*SET TASK:* Reproduce all of the data below word for word, line by line, leaving out the pictures.

---------------

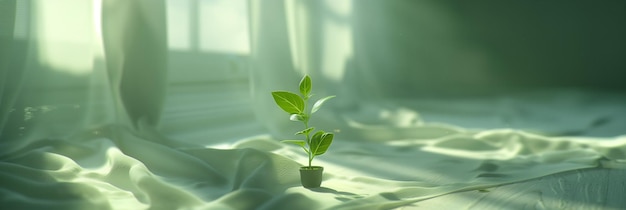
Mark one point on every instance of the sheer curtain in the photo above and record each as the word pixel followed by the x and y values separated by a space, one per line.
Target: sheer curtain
pixel 101 108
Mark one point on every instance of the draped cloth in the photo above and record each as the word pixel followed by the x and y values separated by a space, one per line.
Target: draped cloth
pixel 99 140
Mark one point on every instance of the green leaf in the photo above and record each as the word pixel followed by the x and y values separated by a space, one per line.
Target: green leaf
pixel 297 142
pixel 319 103
pixel 320 142
pixel 305 86
pixel 289 102
pixel 305 131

---------------

*EXERCISE ANSWER:*
Mark one point on every instance of the sheer curtain in the photo above and record each as the word pixel followed by the x and y values separated by a space, one per line.
Target: sheer curtain
pixel 101 108
Mark one point on every instance of the draped cloth in the photo above and record each as the word pixel followed by the x and y values separated by a space, one per line.
Target: draped cloth
pixel 99 140
Mark one point on every instance of the green leaf in the photo above and record each as the word pixel followed by the x and y values separated by a space, one per line.
Target: green leaf
pixel 297 142
pixel 319 103
pixel 320 142
pixel 305 86
pixel 289 102
pixel 305 131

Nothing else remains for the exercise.